**Input for this task:**

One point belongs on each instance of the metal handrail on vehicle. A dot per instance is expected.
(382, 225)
--
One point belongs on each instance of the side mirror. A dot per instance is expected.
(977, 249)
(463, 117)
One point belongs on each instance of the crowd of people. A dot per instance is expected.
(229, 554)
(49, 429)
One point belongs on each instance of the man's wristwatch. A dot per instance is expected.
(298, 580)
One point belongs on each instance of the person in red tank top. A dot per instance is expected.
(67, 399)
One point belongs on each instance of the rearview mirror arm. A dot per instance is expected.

**Work to complete:** Nothing should appear in the answer except the lines above from the line with "One point belongs on each instance of the man's" through the line with "One point belongs on each instance of the rearview", both included, written out exactly.

**Task response:**
One point belongs on each instance of the man's wristwatch. A dot per instance is expected.
(298, 580)
One point belongs on each instance of the person in red tank top. A dot per instance is expected.
(67, 399)
One point belongs on each instance of the rearview mirror arm. A dot per instance is expected.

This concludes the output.